Find every line in the records below that contains the string "soldier", matching case exactly, and copy each of those lines.

-- Start of DATA TO PROCESS --

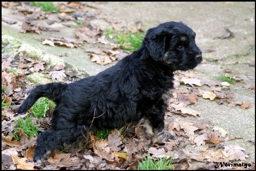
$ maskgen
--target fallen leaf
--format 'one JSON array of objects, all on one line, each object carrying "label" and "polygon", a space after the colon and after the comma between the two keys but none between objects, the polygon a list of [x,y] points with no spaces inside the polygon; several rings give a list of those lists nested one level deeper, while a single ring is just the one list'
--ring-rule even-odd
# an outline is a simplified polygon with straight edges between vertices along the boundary
[{"label": "fallen leaf", "polygon": [[19,158],[18,156],[13,155],[12,156],[13,164],[17,164],[17,169],[22,170],[35,170],[34,163],[27,163],[26,162],[27,158]]},{"label": "fallen leaf", "polygon": [[113,152],[112,153],[115,155],[115,156],[117,157],[118,158],[121,158],[124,159],[125,160],[127,160],[127,153],[124,152]]},{"label": "fallen leaf", "polygon": [[201,80],[200,79],[197,78],[188,78],[183,77],[180,80],[185,84],[189,84],[193,87],[194,87],[194,85],[198,86],[202,86],[203,85],[203,84],[201,83]]},{"label": "fallen leaf", "polygon": [[55,46],[54,42],[48,39],[45,39],[44,41],[43,41],[43,42],[42,42],[42,44],[43,45],[46,44],[46,45],[50,45],[51,46]]},{"label": "fallen leaf", "polygon": [[112,63],[112,60],[109,56],[106,55],[101,55],[96,54],[90,54],[91,56],[91,61],[96,62],[96,63],[102,66]]},{"label": "fallen leaf", "polygon": [[169,159],[174,155],[174,153],[172,151],[165,152],[164,148],[156,149],[154,147],[151,147],[148,150],[149,153],[152,154],[152,157],[155,158],[164,158],[166,157],[166,159]]},{"label": "fallen leaf", "polygon": [[218,137],[214,133],[211,134],[210,135],[209,140],[210,142],[212,142],[214,144],[218,144],[221,142],[221,140],[219,139]]},{"label": "fallen leaf", "polygon": [[198,129],[198,128],[194,126],[193,123],[187,121],[181,118],[176,118],[174,120],[169,124],[168,128],[171,130],[176,129],[178,131],[183,129],[185,135],[188,137],[194,135],[194,131]]},{"label": "fallen leaf", "polygon": [[230,39],[234,38],[234,33],[231,31],[228,28],[226,29],[225,33],[222,35],[221,36],[218,37],[218,38],[220,39]]},{"label": "fallen leaf", "polygon": [[216,97],[217,95],[212,91],[204,91],[201,89],[199,90],[199,94],[203,96],[204,99],[210,99],[211,100],[213,100]]},{"label": "fallen leaf", "polygon": [[9,135],[5,136],[3,134],[2,135],[2,144],[6,144],[11,146],[19,147],[20,145],[20,142],[17,141],[12,141],[12,135]]},{"label": "fallen leaf", "polygon": [[89,160],[90,164],[89,167],[90,168],[98,168],[98,167],[96,168],[98,166],[99,168],[102,168],[107,165],[106,161],[102,160],[102,159],[99,156],[92,156],[91,155],[84,155],[83,156],[85,159]]},{"label": "fallen leaf", "polygon": [[190,103],[195,103],[198,100],[197,95],[191,93],[180,93],[178,96],[178,100],[181,102],[185,103],[186,105],[188,105]]},{"label": "fallen leaf", "polygon": [[95,154],[108,161],[114,160],[115,155],[111,153],[110,148],[107,142],[103,140],[98,140],[94,135],[91,136],[91,140]]},{"label": "fallen leaf", "polygon": [[187,105],[184,103],[180,103],[179,104],[175,104],[172,103],[171,104],[171,107],[175,109],[176,111],[180,110],[183,114],[191,115],[196,117],[197,115],[200,116],[201,113],[195,110],[186,108]]},{"label": "fallen leaf", "polygon": [[197,146],[204,145],[205,145],[205,140],[209,140],[209,138],[207,134],[203,134],[196,137],[194,139],[194,142],[196,143]]},{"label": "fallen leaf", "polygon": [[222,151],[225,157],[229,160],[245,160],[249,156],[243,151],[245,151],[244,148],[237,145],[224,145],[224,150]]},{"label": "fallen leaf", "polygon": [[121,148],[118,147],[122,144],[121,139],[121,133],[116,129],[111,131],[111,133],[108,136],[107,143],[109,146],[113,151],[119,151]]},{"label": "fallen leaf", "polygon": [[64,70],[54,71],[51,72],[49,74],[49,76],[52,76],[52,79],[56,79],[59,82],[61,82],[63,81],[64,77],[67,77],[64,72]]},{"label": "fallen leaf", "polygon": [[227,136],[227,134],[228,133],[227,131],[224,130],[223,128],[221,128],[221,127],[218,127],[215,126],[212,129],[212,131],[213,132],[219,132],[219,133],[221,133],[221,137],[226,137]]}]

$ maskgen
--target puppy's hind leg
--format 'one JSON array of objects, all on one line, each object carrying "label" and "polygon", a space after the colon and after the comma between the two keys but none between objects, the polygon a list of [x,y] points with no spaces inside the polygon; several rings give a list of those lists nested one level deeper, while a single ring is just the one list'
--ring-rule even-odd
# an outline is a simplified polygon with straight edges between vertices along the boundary
[{"label": "puppy's hind leg", "polygon": [[161,99],[146,111],[144,126],[147,128],[147,133],[152,138],[153,143],[162,144],[163,141],[169,139],[174,140],[171,134],[164,132],[164,112],[166,104]]},{"label": "puppy's hind leg", "polygon": [[38,85],[31,91],[27,99],[14,113],[21,113],[26,112],[41,97],[46,97],[58,103],[62,91],[66,87],[66,85],[59,83]]},{"label": "puppy's hind leg", "polygon": [[75,142],[82,133],[85,132],[83,125],[67,121],[63,118],[58,118],[57,129],[46,130],[42,133],[36,141],[34,161],[42,164],[48,154],[55,149],[61,149]]}]

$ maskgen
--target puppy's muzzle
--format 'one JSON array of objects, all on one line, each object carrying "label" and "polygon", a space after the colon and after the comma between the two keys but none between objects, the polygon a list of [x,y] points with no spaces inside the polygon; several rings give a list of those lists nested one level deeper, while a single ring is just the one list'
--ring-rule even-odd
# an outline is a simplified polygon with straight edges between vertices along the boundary
[{"label": "puppy's muzzle", "polygon": [[199,61],[199,62],[202,61],[202,54],[198,54],[196,55],[196,56],[195,57],[195,58],[198,61]]}]

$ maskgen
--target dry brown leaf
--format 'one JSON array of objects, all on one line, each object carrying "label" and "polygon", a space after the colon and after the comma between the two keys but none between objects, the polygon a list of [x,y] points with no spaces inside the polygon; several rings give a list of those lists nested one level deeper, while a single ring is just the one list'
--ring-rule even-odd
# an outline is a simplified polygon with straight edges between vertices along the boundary
[{"label": "dry brown leaf", "polygon": [[91,56],[91,61],[96,62],[96,63],[101,66],[112,63],[112,60],[108,56],[98,55],[96,54],[90,54],[89,55]]},{"label": "dry brown leaf", "polygon": [[194,85],[196,85],[198,86],[202,86],[203,84],[201,83],[201,80],[197,78],[188,78],[182,77],[181,80],[185,84],[189,84],[191,86],[194,87]]},{"label": "dry brown leaf", "polygon": [[250,101],[247,101],[242,105],[241,105],[241,109],[245,109],[246,108],[250,108]]},{"label": "dry brown leaf", "polygon": [[32,146],[29,146],[28,149],[26,150],[24,153],[24,157],[25,157],[28,161],[34,161],[34,153],[35,152],[35,150],[36,149],[36,146],[34,145]]},{"label": "dry brown leaf", "polygon": [[11,68],[11,65],[12,64],[11,62],[14,60],[14,58],[9,57],[6,59],[2,61],[2,70],[4,71],[6,69],[10,69]]},{"label": "dry brown leaf", "polygon": [[64,77],[67,77],[64,72],[64,70],[54,71],[51,72],[49,76],[52,76],[52,79],[56,79],[59,82],[61,82],[63,81]]},{"label": "dry brown leaf", "polygon": [[58,162],[65,162],[70,157],[70,153],[65,153],[63,152],[59,154],[58,152],[58,150],[55,150],[57,152],[55,152],[54,156],[53,158],[49,158],[47,160],[51,164],[57,164]]},{"label": "dry brown leaf", "polygon": [[119,159],[122,158],[124,160],[127,160],[127,153],[124,152],[112,152],[115,156],[118,157]]},{"label": "dry brown leaf", "polygon": [[214,144],[218,144],[221,141],[214,133],[211,134],[209,136],[209,141],[212,142]]},{"label": "dry brown leaf", "polygon": [[184,94],[180,93],[178,95],[178,100],[181,102],[183,102],[187,105],[190,103],[195,103],[198,101],[197,95],[191,93]]},{"label": "dry brown leaf", "polygon": [[187,154],[187,156],[193,159],[199,161],[204,161],[204,157],[203,156],[203,154],[201,152],[189,151]]},{"label": "dry brown leaf", "polygon": [[121,133],[118,130],[114,129],[111,131],[111,134],[108,135],[107,142],[112,151],[117,152],[121,150],[121,148],[118,147],[122,144],[121,140]]},{"label": "dry brown leaf", "polygon": [[45,39],[44,41],[43,41],[43,42],[42,42],[42,44],[43,45],[46,44],[46,45],[50,45],[51,46],[55,46],[54,42],[48,39]]},{"label": "dry brown leaf", "polygon": [[194,126],[193,123],[187,121],[181,118],[175,118],[174,121],[171,123],[168,128],[169,129],[173,130],[176,129],[178,131],[180,131],[180,129],[184,130],[185,135],[188,137],[191,135],[194,135],[194,132],[198,129],[198,128]]},{"label": "dry brown leaf", "polygon": [[166,157],[167,159],[169,159],[170,157],[173,157],[174,156],[174,158],[177,158],[177,154],[174,154],[173,151],[168,151],[167,152],[165,152],[164,148],[161,148],[159,149],[156,149],[154,147],[151,147],[148,150],[148,152],[152,154],[153,157],[155,158],[164,158]]},{"label": "dry brown leaf", "polygon": [[88,48],[86,48],[85,50],[85,52],[93,53],[95,54],[98,54],[99,55],[106,55],[106,53],[105,53],[104,52],[103,52],[103,51],[101,48],[97,47],[88,47]]},{"label": "dry brown leaf", "polygon": [[[205,84],[210,87],[218,86],[220,86],[220,82],[219,81],[213,80],[207,78],[200,77],[200,80],[202,84]],[[219,87],[221,88],[220,87]]]},{"label": "dry brown leaf", "polygon": [[27,159],[25,158],[19,158],[18,156],[12,156],[14,164],[17,164],[17,169],[22,170],[35,170],[34,163],[29,164],[26,162]]},{"label": "dry brown leaf", "polygon": [[38,34],[41,35],[41,32],[39,30],[39,26],[35,26],[31,23],[23,21],[22,25],[21,26],[21,28],[23,30],[23,33],[26,33],[27,32],[34,32]]},{"label": "dry brown leaf", "polygon": [[196,137],[194,139],[194,142],[196,143],[197,146],[204,145],[205,145],[205,140],[209,140],[209,138],[207,134],[203,134]]},{"label": "dry brown leaf", "polygon": [[217,151],[212,151],[210,149],[206,149],[200,152],[204,158],[207,159],[208,162],[228,162],[228,160],[223,158],[223,155],[221,150]]},{"label": "dry brown leaf", "polygon": [[243,151],[244,148],[237,145],[224,145],[224,150],[222,153],[225,157],[229,160],[245,160],[249,156]]},{"label": "dry brown leaf", "polygon": [[219,132],[219,133],[221,133],[221,135],[220,136],[223,137],[226,137],[227,136],[227,134],[228,134],[228,133],[224,130],[223,128],[221,128],[221,127],[218,127],[215,126],[212,129],[212,131],[213,132]]},{"label": "dry brown leaf", "polygon": [[99,156],[92,156],[91,155],[84,155],[83,156],[85,159],[90,161],[89,168],[94,168],[97,166],[99,166],[99,168],[102,168],[107,164],[106,161],[103,160]]},{"label": "dry brown leaf", "polygon": [[92,135],[91,137],[92,144],[94,153],[108,161],[113,161],[115,158],[115,155],[111,153],[108,143],[103,140],[98,140],[97,138]]},{"label": "dry brown leaf", "polygon": [[20,142],[17,141],[12,141],[12,135],[9,135],[5,136],[3,134],[2,135],[2,144],[6,144],[11,146],[19,147],[20,145]]},{"label": "dry brown leaf", "polygon": [[4,150],[2,151],[2,154],[6,154],[10,157],[11,157],[12,156],[17,156],[18,155],[17,150],[18,150],[18,148],[17,147],[9,148],[6,150]]}]

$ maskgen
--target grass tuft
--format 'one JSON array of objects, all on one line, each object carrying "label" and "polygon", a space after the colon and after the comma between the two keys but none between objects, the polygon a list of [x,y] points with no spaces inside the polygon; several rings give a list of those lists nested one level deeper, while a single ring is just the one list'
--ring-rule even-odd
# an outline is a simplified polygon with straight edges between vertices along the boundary
[{"label": "grass tuft", "polygon": [[138,169],[139,170],[172,170],[172,160],[170,158],[167,160],[165,157],[153,160],[148,154],[147,158],[144,156],[145,160],[142,162],[139,161]]},{"label": "grass tuft", "polygon": [[55,104],[52,101],[41,97],[31,107],[29,111],[37,118],[44,117],[49,109],[54,109]]},{"label": "grass tuft", "polygon": [[31,135],[37,136],[38,135],[38,127],[39,125],[34,125],[33,119],[35,118],[30,117],[28,115],[24,118],[21,117],[18,117],[18,119],[14,121],[16,125],[14,129],[13,133],[11,133],[17,141],[20,140],[19,136],[20,133],[23,131],[29,139]]},{"label": "grass tuft", "polygon": [[224,75],[222,75],[221,76],[218,77],[219,79],[220,79],[222,82],[228,82],[229,84],[234,84],[236,80],[234,78],[225,76]]}]

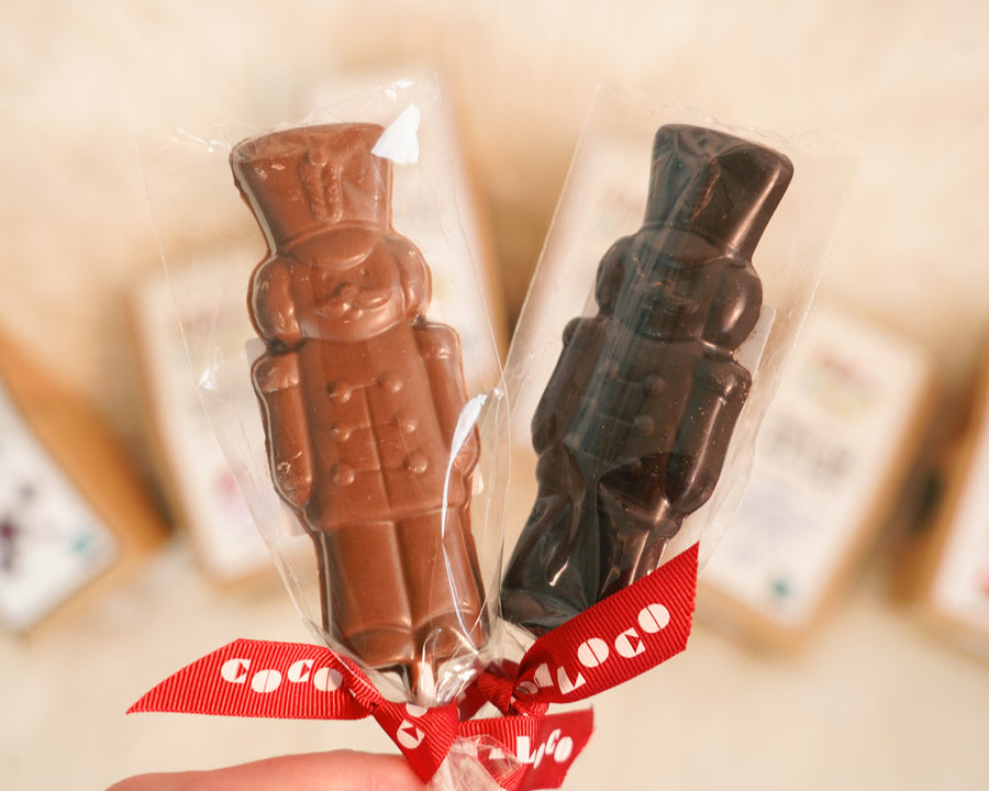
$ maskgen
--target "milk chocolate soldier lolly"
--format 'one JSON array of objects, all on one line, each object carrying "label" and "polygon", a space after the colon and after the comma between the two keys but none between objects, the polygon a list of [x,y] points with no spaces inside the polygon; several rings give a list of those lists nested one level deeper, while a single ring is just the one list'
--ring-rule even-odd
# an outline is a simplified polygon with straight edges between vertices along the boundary
[{"label": "milk chocolate soldier lolly", "polygon": [[478,436],[459,338],[429,322],[430,271],[391,227],[384,130],[336,124],[236,145],[234,180],[269,254],[248,307],[275,487],[315,543],[323,626],[429,697],[485,639],[468,505]]},{"label": "milk chocolate soldier lolly", "polygon": [[532,421],[508,620],[542,633],[646,576],[710,498],[752,381],[733,357],[762,309],[752,254],[791,176],[721,132],[657,132],[643,226],[601,260]]}]

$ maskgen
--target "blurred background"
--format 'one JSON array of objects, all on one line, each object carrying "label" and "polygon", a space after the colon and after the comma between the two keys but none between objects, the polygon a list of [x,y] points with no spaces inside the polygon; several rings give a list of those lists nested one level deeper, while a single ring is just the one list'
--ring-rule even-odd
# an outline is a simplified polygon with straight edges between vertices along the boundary
[{"label": "blurred background", "polygon": [[[123,715],[230,639],[309,639],[266,561],[211,561],[177,504],[188,459],[176,460],[180,439],[169,433],[208,430],[162,405],[188,396],[163,396],[180,387],[164,381],[163,327],[174,330],[174,316],[167,299],[148,296],[162,263],[135,133],[281,124],[367,74],[422,68],[444,86],[492,321],[505,334],[592,92],[607,81],[726,123],[855,138],[860,167],[819,290],[845,317],[831,321],[852,328],[823,335],[875,349],[855,361],[863,376],[871,360],[907,360],[875,364],[905,366],[902,387],[870,396],[874,414],[899,419],[873,432],[880,450],[862,452],[871,461],[855,477],[862,491],[847,495],[860,508],[834,516],[840,548],[797,564],[825,580],[826,611],[774,623],[771,602],[712,590],[713,614],[686,655],[596,701],[598,733],[565,788],[986,787],[989,504],[969,505],[966,492],[989,483],[977,385],[989,322],[989,7],[36,0],[7,3],[0,19],[0,370],[12,414],[23,413],[57,468],[78,472],[68,488],[79,508],[112,513],[103,521],[127,560],[93,549],[92,573],[121,567],[112,583],[51,593],[73,601],[0,635],[5,788],[99,789],[138,771],[390,749],[367,723]],[[142,323],[155,315],[151,328]],[[870,346],[877,334],[885,345]],[[49,393],[65,405],[32,406]],[[37,427],[77,409],[115,448],[99,464],[79,461],[97,434]],[[849,432],[848,453],[867,434]],[[3,458],[9,470],[23,466]],[[218,486],[235,500],[229,479]],[[37,511],[38,491],[22,484],[0,502],[8,570],[15,514]],[[245,520],[230,508],[212,519]],[[100,530],[87,534],[90,549]],[[756,549],[737,552],[744,568]],[[946,557],[964,569],[954,575],[964,590],[938,599]]]}]

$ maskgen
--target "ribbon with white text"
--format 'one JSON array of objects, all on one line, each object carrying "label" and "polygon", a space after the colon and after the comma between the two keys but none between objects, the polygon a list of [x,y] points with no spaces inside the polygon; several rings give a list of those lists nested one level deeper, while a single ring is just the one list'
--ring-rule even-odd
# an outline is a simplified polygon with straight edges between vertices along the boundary
[{"label": "ribbon with white text", "polygon": [[[622,683],[684,650],[697,545],[543,635],[518,666],[489,668],[456,703],[396,703],[351,659],[322,646],[238,639],[147,692],[131,712],[358,720],[373,716],[424,780],[452,749],[507,791],[559,788],[593,731],[589,709],[547,713]],[[490,702],[503,716],[469,718]]]}]

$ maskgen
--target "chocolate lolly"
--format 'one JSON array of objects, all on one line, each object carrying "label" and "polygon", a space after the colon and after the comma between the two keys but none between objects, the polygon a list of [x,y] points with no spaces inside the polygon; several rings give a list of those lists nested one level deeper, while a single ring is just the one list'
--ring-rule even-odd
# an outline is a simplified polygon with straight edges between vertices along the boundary
[{"label": "chocolate lolly", "polygon": [[391,226],[384,130],[334,124],[237,144],[234,180],[268,256],[248,307],[275,488],[315,544],[323,627],[427,697],[486,637],[469,524],[476,430],[459,338],[424,317],[431,279]]},{"label": "chocolate lolly", "polygon": [[762,309],[752,254],[792,176],[714,130],[656,133],[642,227],[597,272],[532,421],[538,492],[504,616],[540,634],[660,565],[710,498],[752,377],[733,357]]}]

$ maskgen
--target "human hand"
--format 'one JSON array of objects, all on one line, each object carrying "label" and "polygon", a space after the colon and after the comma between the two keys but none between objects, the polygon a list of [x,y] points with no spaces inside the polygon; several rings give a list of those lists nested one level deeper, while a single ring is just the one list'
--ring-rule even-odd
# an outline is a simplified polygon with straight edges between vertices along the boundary
[{"label": "human hand", "polygon": [[121,780],[107,791],[423,791],[401,756],[351,750],[267,758],[210,771]]}]

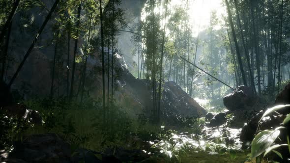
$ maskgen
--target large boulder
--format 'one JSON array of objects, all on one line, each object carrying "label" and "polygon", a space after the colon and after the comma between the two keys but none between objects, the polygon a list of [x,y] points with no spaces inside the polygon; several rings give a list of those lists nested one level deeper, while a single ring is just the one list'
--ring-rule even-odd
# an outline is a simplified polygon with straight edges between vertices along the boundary
[{"label": "large boulder", "polygon": [[[276,98],[275,105],[285,105],[290,104],[290,84],[289,84],[284,89]],[[280,114],[286,115],[290,113],[290,107],[286,108],[277,111]]]},{"label": "large boulder", "polygon": [[224,112],[220,112],[215,116],[209,122],[209,127],[220,126],[227,122],[227,114]]},{"label": "large boulder", "polygon": [[207,111],[174,82],[163,85],[162,108],[163,114],[170,112],[183,117],[204,116]]},{"label": "large boulder", "polygon": [[239,86],[232,93],[224,97],[224,105],[230,110],[260,110],[259,97],[246,86]]},{"label": "large boulder", "polygon": [[[271,108],[274,106],[282,104],[290,104],[290,84],[286,86],[284,90],[277,96],[275,101],[275,104],[269,106],[267,108]],[[286,108],[282,110],[278,110],[268,116],[264,117],[261,121],[259,121],[264,111],[267,108],[265,108],[263,110],[261,111],[259,113],[253,116],[245,125],[241,132],[240,140],[243,142],[244,147],[248,147],[250,142],[253,140],[256,134],[261,131],[264,130],[270,130],[276,128],[281,126],[283,123],[285,116],[289,113],[289,108]],[[283,134],[280,134],[280,136]],[[280,140],[285,141],[285,137],[280,137]]]},{"label": "large boulder", "polygon": [[[34,135],[14,143],[10,153],[0,155],[0,162],[6,163],[104,163],[98,153],[84,149],[72,150],[62,138],[54,134]],[[1,151],[0,151],[0,154]]]},{"label": "large boulder", "polygon": [[205,115],[205,120],[207,121],[210,121],[211,119],[212,119],[212,118],[213,118],[214,117],[215,115],[211,113],[211,112],[208,112],[207,113],[207,114],[206,114],[206,115]]},{"label": "large boulder", "polygon": [[264,112],[262,111],[259,112],[243,126],[240,135],[240,141],[243,142],[243,148],[246,148],[250,146],[251,142],[255,137],[259,120],[263,113]]}]

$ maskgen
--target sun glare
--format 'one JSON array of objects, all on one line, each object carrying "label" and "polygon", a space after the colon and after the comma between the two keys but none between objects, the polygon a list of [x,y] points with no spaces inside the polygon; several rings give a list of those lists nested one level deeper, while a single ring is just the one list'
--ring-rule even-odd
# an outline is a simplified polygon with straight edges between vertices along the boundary
[{"label": "sun glare", "polygon": [[[185,0],[172,0],[171,6],[185,5]],[[212,11],[216,11],[217,16],[223,20],[222,15],[225,12],[222,0],[188,0],[190,24],[194,36],[209,26],[210,15]],[[221,25],[215,25],[215,28],[220,27]]]}]

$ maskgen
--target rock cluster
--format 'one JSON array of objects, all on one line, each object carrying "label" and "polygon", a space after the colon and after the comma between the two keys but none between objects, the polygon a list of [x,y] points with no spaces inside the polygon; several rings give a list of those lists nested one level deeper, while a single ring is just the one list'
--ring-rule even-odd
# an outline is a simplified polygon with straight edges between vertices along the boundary
[{"label": "rock cluster", "polygon": [[227,123],[231,128],[239,129],[262,106],[259,97],[250,88],[244,85],[225,96],[223,101],[228,111],[219,113],[211,118],[209,127],[218,127]]}]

-- End of DATA TO PROCESS --

_SOLUTION FOR THIS TASK_
--target "milk chocolate soldier lolly"
[{"label": "milk chocolate soldier lolly", "polygon": [[478,436],[459,338],[429,322],[430,271],[391,227],[384,130],[336,124],[236,145],[234,180],[269,254],[248,307],[275,487],[315,543],[323,626],[429,697],[485,639],[468,505]]},{"label": "milk chocolate soldier lolly", "polygon": [[532,421],[508,620],[542,633],[646,576],[710,498],[752,381],[733,357],[762,309],[752,254],[791,176],[721,132],[657,132],[643,226],[601,260]]}]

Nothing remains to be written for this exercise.